**Task statement:** Each record is to be printed exactly as given, down to the last mark.
Records provided Block Start
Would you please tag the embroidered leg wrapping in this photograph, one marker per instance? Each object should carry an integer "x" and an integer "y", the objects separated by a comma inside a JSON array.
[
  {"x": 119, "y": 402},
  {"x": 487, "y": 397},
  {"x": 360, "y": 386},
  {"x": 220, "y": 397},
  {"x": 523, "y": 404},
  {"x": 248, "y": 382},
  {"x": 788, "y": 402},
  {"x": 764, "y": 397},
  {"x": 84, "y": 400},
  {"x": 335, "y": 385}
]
Records provided Block End
**Solution to this task:**
Would you please tag the embroidered leg wrapping in this photograph, one marker per instance? Each object should carry an integer "x" and an integer "y", the objects separated by a comma inside a JSON array.
[
  {"x": 119, "y": 402},
  {"x": 487, "y": 397},
  {"x": 360, "y": 386},
  {"x": 220, "y": 397},
  {"x": 523, "y": 404},
  {"x": 248, "y": 382},
  {"x": 788, "y": 402},
  {"x": 764, "y": 397},
  {"x": 84, "y": 400},
  {"x": 335, "y": 385}
]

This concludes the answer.